**Task goal**
Quote the entries below from the line with "silhouetted sailboat, recorded as pixel coordinates." through the line with "Phrase: dark water surface", both ends included, and only those lines.

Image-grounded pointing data
····················

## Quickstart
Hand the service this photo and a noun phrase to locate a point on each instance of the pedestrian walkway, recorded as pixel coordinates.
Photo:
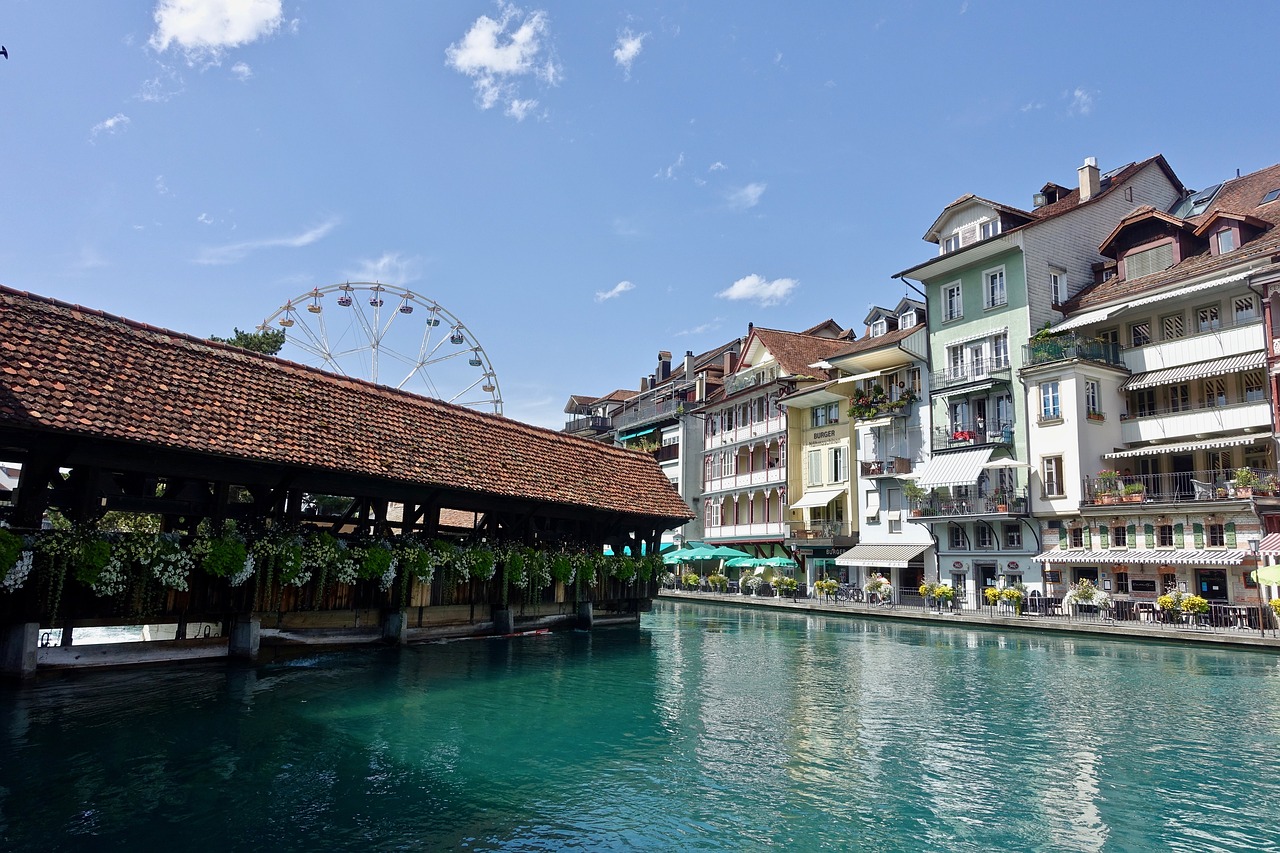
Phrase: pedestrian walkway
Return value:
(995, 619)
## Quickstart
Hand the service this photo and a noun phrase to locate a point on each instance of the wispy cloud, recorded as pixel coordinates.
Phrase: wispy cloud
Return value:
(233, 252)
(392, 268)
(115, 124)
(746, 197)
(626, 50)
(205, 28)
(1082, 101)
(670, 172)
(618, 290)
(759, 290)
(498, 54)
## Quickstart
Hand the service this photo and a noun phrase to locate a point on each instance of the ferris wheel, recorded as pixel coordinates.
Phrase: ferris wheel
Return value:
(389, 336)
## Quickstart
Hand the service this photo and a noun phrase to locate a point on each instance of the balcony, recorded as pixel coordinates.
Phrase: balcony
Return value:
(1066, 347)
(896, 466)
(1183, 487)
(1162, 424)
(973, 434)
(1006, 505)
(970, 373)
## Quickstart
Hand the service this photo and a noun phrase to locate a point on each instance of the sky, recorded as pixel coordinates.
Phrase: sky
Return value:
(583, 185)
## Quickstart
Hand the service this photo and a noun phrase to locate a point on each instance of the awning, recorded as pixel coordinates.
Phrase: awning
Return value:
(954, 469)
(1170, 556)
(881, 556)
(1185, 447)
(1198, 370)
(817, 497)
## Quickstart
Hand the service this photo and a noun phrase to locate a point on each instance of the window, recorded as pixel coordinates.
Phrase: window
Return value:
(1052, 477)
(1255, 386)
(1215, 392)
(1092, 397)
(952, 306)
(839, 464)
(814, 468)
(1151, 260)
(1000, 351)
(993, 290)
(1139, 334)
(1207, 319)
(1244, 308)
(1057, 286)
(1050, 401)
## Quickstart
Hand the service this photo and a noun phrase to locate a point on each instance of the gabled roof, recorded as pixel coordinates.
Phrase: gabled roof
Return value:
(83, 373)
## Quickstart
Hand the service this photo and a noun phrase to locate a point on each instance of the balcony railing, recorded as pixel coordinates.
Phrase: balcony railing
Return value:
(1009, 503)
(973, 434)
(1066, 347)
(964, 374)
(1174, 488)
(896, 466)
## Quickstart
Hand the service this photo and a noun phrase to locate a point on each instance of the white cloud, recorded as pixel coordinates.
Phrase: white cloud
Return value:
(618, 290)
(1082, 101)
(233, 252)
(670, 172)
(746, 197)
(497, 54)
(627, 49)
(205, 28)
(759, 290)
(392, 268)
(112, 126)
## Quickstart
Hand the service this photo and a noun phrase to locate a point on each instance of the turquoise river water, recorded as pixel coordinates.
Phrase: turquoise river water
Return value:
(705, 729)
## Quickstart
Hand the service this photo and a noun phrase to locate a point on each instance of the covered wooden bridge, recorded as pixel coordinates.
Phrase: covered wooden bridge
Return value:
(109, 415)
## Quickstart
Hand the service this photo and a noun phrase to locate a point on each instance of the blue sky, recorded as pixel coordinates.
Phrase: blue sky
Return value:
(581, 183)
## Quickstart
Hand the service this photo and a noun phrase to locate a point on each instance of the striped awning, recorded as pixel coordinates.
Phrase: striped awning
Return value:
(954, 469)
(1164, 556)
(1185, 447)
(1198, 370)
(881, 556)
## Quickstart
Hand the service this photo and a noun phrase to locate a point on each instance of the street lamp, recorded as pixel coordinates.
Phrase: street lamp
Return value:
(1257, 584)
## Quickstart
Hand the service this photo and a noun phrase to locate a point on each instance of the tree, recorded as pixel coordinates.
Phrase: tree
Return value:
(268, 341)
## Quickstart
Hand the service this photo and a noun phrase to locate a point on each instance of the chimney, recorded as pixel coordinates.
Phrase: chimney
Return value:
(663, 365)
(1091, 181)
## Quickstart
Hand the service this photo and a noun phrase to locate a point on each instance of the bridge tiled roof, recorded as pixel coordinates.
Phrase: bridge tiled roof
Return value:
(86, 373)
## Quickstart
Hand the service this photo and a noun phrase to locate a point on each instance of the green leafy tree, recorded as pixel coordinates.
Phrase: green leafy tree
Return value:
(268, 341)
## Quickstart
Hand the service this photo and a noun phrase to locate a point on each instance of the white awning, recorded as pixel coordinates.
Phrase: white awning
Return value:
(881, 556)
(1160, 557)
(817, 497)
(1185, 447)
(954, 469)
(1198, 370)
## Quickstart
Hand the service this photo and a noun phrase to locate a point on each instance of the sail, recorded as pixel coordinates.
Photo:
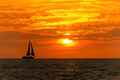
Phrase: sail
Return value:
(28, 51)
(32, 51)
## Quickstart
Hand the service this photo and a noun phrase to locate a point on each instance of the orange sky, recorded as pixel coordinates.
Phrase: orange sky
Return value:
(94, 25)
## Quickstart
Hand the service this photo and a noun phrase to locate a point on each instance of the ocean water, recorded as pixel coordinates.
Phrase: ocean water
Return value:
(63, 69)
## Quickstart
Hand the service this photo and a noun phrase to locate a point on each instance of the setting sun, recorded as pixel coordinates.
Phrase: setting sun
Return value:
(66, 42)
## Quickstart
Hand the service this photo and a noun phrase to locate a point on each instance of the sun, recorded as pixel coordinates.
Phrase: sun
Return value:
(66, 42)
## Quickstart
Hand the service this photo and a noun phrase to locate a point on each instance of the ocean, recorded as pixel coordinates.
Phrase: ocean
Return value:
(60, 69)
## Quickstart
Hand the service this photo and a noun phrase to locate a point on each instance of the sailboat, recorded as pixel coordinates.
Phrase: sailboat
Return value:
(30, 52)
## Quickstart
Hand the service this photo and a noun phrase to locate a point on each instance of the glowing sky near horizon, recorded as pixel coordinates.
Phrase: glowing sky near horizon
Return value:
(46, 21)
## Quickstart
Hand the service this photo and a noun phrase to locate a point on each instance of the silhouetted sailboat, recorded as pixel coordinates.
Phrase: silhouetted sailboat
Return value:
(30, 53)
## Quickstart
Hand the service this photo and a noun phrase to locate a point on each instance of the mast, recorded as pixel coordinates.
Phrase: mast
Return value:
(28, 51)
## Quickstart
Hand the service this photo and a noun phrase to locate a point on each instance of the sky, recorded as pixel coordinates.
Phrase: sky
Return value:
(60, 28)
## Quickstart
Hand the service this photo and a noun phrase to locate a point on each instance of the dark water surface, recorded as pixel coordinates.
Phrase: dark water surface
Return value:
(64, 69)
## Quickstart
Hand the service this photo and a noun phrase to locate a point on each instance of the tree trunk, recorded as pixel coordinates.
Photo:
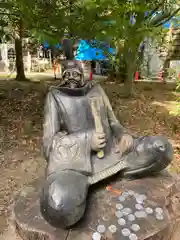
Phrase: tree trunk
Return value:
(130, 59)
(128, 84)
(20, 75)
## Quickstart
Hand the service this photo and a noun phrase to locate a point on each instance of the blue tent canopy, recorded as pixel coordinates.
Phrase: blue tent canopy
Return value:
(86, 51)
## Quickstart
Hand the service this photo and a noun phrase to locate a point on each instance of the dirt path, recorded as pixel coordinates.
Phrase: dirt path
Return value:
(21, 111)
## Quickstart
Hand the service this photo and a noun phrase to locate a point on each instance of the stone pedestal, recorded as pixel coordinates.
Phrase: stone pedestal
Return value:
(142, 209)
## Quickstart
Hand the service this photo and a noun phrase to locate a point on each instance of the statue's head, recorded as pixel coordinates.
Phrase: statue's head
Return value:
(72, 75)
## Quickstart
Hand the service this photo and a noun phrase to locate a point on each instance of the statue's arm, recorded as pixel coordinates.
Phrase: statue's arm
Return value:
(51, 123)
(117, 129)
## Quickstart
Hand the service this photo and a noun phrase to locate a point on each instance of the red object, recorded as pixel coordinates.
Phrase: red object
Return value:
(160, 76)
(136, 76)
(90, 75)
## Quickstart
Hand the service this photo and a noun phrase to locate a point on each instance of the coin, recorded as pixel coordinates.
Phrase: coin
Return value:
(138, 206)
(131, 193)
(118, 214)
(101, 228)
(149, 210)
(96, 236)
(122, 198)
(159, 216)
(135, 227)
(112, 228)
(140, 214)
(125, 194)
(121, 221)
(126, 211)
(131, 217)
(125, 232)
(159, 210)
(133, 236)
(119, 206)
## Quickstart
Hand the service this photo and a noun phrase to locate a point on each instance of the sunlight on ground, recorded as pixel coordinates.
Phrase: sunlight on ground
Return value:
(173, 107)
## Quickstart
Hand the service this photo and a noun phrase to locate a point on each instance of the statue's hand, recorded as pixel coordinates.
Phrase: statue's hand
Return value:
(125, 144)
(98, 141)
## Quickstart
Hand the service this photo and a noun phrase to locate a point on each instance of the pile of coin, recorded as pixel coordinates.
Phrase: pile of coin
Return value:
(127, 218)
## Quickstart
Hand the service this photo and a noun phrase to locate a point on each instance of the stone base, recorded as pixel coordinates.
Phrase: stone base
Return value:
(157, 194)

····················

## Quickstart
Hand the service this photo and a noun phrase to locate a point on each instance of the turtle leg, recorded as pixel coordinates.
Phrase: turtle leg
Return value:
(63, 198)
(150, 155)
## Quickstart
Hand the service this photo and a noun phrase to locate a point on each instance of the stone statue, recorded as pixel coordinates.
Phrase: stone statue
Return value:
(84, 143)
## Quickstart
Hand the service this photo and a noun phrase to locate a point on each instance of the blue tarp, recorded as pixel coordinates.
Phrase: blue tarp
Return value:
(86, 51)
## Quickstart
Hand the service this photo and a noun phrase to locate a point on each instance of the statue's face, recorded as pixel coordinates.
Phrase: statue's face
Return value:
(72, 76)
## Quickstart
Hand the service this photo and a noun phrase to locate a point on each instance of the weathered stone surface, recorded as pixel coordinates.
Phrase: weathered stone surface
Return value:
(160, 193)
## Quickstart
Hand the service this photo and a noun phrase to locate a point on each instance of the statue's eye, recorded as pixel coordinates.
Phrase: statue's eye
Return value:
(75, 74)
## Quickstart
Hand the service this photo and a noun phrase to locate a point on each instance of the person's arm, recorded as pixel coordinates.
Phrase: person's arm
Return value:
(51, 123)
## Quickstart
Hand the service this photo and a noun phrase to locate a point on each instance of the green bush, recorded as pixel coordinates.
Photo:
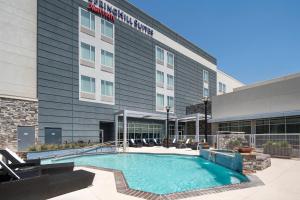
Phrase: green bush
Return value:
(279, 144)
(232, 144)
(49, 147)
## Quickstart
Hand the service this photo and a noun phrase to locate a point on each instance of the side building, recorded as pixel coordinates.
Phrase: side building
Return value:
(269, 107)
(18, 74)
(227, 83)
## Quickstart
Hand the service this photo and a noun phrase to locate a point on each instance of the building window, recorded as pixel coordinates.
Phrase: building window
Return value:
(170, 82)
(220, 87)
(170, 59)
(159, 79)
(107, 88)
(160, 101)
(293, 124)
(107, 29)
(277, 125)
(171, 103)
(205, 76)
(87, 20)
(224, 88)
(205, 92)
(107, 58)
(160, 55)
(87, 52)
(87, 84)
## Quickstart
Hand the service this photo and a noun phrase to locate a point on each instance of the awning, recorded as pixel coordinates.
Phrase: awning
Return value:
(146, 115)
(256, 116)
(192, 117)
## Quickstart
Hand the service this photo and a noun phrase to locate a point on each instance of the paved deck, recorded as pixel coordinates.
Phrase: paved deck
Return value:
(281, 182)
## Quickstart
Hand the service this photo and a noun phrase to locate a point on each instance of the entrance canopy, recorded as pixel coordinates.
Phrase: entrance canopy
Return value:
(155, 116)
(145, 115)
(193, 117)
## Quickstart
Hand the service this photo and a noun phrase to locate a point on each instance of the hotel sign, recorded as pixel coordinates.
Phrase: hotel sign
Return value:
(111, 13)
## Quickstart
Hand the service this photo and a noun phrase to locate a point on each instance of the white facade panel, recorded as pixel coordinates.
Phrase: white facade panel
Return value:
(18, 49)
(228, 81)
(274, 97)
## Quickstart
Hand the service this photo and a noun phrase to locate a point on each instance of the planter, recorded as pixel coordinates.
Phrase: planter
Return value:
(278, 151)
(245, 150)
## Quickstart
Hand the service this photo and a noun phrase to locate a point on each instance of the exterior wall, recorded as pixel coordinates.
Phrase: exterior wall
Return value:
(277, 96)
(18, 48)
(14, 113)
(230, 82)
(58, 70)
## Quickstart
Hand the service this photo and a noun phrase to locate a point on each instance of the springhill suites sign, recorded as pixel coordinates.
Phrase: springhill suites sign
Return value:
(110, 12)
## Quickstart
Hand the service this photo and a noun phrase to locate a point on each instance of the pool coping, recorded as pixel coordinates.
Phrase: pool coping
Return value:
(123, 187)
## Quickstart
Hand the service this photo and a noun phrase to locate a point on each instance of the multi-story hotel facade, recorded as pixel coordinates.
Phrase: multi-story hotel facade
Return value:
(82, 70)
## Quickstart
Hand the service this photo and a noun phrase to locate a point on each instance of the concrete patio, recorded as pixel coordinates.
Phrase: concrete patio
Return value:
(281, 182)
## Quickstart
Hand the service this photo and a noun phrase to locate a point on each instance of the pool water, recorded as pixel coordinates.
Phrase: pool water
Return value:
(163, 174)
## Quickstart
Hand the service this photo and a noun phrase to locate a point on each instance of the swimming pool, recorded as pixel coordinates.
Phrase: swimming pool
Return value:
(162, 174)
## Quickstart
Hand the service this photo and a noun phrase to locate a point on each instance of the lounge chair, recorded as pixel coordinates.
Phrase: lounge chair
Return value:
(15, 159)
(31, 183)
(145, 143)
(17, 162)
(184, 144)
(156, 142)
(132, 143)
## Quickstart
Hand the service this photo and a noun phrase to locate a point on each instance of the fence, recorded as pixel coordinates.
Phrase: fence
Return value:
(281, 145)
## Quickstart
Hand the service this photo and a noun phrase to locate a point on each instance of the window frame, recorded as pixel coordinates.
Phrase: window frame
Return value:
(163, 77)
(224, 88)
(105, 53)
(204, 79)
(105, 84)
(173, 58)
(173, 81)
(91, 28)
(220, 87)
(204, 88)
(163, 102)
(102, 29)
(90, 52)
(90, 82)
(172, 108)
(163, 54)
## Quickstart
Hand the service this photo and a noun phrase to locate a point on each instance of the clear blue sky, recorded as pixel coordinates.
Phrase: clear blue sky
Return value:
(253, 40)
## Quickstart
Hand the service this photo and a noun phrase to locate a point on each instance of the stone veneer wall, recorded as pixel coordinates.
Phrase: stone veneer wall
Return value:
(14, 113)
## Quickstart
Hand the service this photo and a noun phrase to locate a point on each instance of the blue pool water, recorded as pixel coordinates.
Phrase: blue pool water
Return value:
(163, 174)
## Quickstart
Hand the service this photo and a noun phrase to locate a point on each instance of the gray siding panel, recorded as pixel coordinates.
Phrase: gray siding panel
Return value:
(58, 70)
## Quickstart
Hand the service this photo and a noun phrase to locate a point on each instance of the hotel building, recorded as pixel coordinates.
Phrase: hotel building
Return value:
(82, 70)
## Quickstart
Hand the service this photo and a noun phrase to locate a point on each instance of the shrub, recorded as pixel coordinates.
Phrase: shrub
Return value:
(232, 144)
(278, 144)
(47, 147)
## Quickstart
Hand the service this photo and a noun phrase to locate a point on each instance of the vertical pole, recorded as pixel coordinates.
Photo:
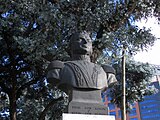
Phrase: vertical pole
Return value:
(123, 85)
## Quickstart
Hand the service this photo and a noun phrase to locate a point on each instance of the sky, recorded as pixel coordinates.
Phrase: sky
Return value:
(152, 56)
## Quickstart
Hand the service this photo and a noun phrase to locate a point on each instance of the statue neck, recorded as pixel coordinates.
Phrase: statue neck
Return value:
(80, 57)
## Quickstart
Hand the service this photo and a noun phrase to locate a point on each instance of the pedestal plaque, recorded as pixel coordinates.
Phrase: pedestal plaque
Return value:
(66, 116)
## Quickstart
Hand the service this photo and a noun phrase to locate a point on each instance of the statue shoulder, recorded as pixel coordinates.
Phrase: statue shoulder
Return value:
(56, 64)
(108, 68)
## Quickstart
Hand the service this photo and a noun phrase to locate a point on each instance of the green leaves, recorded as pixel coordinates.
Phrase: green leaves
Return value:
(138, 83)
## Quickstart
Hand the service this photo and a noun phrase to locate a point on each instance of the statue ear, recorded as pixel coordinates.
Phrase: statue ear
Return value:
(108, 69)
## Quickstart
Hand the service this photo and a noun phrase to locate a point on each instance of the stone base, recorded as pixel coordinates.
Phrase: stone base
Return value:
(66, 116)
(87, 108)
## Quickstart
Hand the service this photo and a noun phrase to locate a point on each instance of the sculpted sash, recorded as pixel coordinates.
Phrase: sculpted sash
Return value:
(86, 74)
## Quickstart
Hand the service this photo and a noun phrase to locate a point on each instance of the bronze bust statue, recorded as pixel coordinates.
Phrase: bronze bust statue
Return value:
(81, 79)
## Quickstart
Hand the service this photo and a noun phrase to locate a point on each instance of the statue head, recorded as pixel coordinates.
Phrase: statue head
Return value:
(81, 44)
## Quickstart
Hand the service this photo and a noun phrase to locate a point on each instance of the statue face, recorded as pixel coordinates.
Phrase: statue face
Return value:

····················

**Exercise response**
Hand the service this photo and a noun phrase to locate a point on each instance of the silhouetted sailboat, recorded as pixel coordinates.
Phrase: silhouetted sailboat
Return value:
(30, 53)
## Quickstart
Hand the service this photo and a noun phrase to locate a point on each instance of the mast, recorded as pixel coordinates.
Phrase: mast
Return value:
(28, 51)
## Quickstart
Hand the service this photo and a noun phrase to locate a point on each instance of the sky, recorded as pixel coordinates.
Phrase: sky
Return value:
(60, 28)
## Quickstart
Hand the service this photo and a noun phrase to locate a point on each instance of the dark water surface, recorded as pixel coordinates.
Phrase: dark water surface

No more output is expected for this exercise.